— Start PAGE EXCERPT —

How do I write a script?

Usually the scripts as part of the megascript start off with other developer documentation at the repository of the game/application/program that you are trying to automate setting up.

Every script in this repo can be used as reference material for how to write to a file as root, how to prompt the user for input, and many more examples throughout the scripts.

The available functions

All available functions can be found in the functions.sh file
A few of the most important functions are detailed below

error

This function is used to stop a script and write a line of red text to the terminal if a particular command reports an error code (like if a make install fails).
If a script errors, the log files for running that script can be optionally sent to our Discord in a channel with message history turned off for everyone except staff.
Usage is as follows:

sudo apt install exampleprogramname || error "something is wrong with the user's repositories, or their internet dropped out while installing a dependency"
# other stuff would go here
make -j4 || error "cmake failed to complete"

— End PAGE EXCERPT —

SHORT PROBLEM 1: According to the script-writing guide, which file contains all the available functions?
The records have no connection to the script-writing guide.

— Start DATA IN THIS EXERCISE —

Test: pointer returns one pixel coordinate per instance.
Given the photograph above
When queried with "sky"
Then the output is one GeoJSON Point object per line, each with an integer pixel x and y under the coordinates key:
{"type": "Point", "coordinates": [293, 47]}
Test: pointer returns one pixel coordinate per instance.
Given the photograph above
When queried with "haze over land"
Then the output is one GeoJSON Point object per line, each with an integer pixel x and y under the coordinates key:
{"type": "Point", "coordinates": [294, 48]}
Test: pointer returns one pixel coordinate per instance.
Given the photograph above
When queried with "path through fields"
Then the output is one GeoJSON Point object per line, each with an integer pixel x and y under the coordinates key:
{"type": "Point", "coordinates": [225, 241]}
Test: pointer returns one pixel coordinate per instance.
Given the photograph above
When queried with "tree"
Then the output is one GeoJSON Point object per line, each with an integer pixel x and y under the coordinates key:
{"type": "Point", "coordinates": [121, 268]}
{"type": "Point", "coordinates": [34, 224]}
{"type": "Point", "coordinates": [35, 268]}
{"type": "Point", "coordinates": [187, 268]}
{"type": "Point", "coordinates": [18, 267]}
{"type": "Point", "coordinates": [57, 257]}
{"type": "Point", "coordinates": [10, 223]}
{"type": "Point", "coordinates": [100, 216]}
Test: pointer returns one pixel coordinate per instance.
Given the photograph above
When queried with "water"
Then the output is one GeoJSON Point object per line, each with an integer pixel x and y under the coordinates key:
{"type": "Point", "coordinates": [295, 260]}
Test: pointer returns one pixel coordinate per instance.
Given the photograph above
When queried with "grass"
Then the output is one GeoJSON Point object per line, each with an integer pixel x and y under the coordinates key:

— End DATA IN THIS EXERCISE —

SHORT PROBLEM 2: Find every line in the records that contains the word "When" and copy each one out.

WRITTEN REPLY 1: The functions.sh file.

WRITTEN REPLY 2:
When queried with "sky"
When queried with "haze over land"
When queried with "path through fields"
When queried with "tree"
When queried with "water"
When queried with "grass"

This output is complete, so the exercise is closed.